:: Source document

This particular story set the template for a number of Hermetic texts that would allege that ancient wisdom was stored in underground vaults in the hands of statues. When Ibn Umayl visited a temple of Imhotep in Egypt in the 900s and saw the statue of Imhotep holding a papyrus, he most likely thought of a story like this in interpreting the statues as Hermes holding an alchemical tablet.
The work of pseudo-Apollonius is believed to originally have been a Greek treatise on cosmology, but experts are divided whether it dates back to the Hellenistic period or to Late Antiquity. The frame story, being Hermetic, is probably late, since it has the sort of weirdness more typical of late sources. But regardless, the text has gone through many redactions, changes, and translations. In Late Antiquity, the Greek original was translated into Syriac by a Syrian priest named Sergius, and by no later than 955 CE, the Syriac version had been translated into Arabic. But these were not faithful translations. Sergius added twenty folios of a dissertation on Christian heresy, which heresies he sought to refute by appeal to Apollonius’s Hermetic wisdom. The Syriac copyists (or perhaps the Arabs who followed) developed two versions of the text, one close to Sergius’ version and the other interpolating pages of material from other Syriac writers to bulk up the text and expand its Christian historiography. Arabic translators redacted much of the explicitly Christian material, and they developed unusual reasons to try to explain why a text written by “Apollonius,” who lived in the early centuries CE, should feature disputations on authors who lived after him. Apparently, Apollonius became close to immortal.
Against this version of its history, P. Kraus argued in 1942 that the text was a pastiche created by an Arab writer living in Egypt under al-Ma‘mun in the early 800s and cobbled together from various Syriac Christian writings. His claim, however, doesn’t hold up since he wasn’t aware of the short version, without the interpolations, and for lesser reasons it is not worth getting int here.

::::
:: Material shown

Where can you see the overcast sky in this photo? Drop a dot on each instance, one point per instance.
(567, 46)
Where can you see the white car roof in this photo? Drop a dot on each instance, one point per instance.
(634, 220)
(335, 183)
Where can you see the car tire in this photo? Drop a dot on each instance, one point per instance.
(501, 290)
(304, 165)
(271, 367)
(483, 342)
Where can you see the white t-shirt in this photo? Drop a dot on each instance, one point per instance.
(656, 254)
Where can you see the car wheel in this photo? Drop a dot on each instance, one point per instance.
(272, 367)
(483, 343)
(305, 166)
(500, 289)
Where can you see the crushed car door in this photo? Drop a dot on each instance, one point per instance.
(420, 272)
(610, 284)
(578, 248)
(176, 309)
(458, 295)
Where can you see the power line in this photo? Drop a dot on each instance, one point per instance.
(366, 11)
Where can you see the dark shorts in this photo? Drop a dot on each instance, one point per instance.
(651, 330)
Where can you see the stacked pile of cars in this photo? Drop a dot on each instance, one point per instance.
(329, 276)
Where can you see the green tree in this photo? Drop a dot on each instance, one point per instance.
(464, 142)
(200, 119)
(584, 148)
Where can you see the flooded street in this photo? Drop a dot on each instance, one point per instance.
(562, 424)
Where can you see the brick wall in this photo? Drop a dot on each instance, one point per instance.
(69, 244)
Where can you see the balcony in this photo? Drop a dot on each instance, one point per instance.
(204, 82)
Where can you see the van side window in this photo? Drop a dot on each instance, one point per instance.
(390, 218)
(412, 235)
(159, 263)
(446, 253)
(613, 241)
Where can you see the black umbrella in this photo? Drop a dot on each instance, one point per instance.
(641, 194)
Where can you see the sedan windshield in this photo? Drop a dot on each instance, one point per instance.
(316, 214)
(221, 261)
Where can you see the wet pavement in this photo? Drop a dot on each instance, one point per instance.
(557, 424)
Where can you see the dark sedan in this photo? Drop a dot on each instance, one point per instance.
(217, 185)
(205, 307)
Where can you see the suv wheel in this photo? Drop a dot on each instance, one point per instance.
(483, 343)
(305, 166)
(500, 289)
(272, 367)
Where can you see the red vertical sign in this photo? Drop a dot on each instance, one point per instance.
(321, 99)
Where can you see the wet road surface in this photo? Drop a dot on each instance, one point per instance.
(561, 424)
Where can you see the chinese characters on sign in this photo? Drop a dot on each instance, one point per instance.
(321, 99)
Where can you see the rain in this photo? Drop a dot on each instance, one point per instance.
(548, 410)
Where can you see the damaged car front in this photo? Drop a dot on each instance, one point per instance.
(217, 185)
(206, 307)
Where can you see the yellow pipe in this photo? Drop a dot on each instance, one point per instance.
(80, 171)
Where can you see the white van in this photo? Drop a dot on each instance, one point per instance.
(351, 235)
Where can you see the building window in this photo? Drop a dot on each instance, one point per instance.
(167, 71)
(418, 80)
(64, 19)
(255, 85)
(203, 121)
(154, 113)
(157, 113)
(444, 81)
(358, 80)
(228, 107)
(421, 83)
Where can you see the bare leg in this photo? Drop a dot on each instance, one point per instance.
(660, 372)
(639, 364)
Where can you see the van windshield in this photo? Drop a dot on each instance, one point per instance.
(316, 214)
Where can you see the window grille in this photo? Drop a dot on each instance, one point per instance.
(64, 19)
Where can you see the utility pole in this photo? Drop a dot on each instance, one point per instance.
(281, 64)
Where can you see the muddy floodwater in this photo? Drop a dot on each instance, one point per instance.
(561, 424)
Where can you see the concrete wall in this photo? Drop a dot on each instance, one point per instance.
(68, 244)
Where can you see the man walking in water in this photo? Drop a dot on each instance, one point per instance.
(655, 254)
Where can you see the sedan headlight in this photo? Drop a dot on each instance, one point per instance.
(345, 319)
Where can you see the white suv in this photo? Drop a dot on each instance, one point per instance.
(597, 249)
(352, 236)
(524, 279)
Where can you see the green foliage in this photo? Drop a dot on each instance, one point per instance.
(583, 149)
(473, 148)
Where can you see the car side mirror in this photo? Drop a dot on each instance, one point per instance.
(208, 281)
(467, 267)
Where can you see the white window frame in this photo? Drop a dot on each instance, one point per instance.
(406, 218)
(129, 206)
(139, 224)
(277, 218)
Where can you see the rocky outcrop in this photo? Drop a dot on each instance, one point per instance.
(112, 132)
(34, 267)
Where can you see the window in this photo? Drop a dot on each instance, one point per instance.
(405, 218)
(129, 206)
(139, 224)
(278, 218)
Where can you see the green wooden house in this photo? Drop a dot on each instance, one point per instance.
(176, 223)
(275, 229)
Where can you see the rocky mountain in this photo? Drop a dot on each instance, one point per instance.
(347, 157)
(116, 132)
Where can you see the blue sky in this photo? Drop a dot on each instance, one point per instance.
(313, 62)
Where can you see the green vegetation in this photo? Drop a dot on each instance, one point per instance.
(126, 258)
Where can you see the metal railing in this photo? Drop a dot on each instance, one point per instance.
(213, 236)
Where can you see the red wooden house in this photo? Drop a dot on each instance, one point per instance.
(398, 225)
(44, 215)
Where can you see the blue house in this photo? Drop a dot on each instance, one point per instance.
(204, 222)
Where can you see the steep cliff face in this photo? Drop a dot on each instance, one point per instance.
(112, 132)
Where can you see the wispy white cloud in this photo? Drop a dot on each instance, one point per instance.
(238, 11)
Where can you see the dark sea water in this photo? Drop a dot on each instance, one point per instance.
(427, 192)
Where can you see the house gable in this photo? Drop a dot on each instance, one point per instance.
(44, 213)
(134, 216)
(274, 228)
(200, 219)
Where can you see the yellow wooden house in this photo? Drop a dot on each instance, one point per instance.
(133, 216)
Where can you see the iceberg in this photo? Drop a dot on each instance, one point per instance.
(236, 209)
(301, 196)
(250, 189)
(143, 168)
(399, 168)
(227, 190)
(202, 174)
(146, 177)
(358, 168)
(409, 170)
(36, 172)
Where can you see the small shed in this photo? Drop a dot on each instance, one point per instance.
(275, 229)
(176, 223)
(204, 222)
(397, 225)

::::
:: Material shown

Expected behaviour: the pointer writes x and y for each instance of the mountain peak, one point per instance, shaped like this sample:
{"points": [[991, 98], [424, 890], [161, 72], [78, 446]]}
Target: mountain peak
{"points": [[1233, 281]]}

::::

- Directions:
• a. Name every language that the passage on the history of the pseudo-Apollonius work says the text was written or translated into.
• b. According to the passage on the pseudo-Apollonius work, by what date at the latest had the Syriac version been translated into Arabic?
• c. Pick up the passage on the history of the pseudo-Apollonius work after its final sentence and keep writing.

- Outputs by task:
• a. Greek, Syriac, Arabic

• b. By no later than 955 CE.

• c.
The Arabic text fell into the hands of Hugo Sanctelliensis, a prolific translator of Arabic materials for an archbishop in northwestern Spain, and in the mid-1100s, Hugo produced a Latin translation, rather freely adapted. In places, Hugo admitted that he didn’t understand the confusing text, so, he said, he simply translated by substituting an Arabic word for its Latin equivalent. He also enhanced the story with extra pathos and fanciful details—for example, he turned Hermes’ column into a transparent one topped with a statue that shone in a kaleidoscope of color. But his Latin was obscure and confusing. I have read several transcriptions of his Latin manuscript, and no two editors can agree how to punctuate the sentences, or which words belong to which phrases, or even to which sentences. There seem to be some lacunae, further obscuring the text. The general sense is clear, but the details are difficult.
As best I can tell, this book has never been translated into English, despite its importance in the understanding of Arabic alchemy and Hermeticism. Modern critical editions of the Arabic text and the twelfth century Latin translation exist, but as far as I have been able to find, the only translation into a modern European language is Silvestre de Sacy’s 1798 translation of extended excerpts into French. I have translated Silvestre de Sacy’s excerpts, and some of the parallel Latin text, to make at least something of this important book available online in English.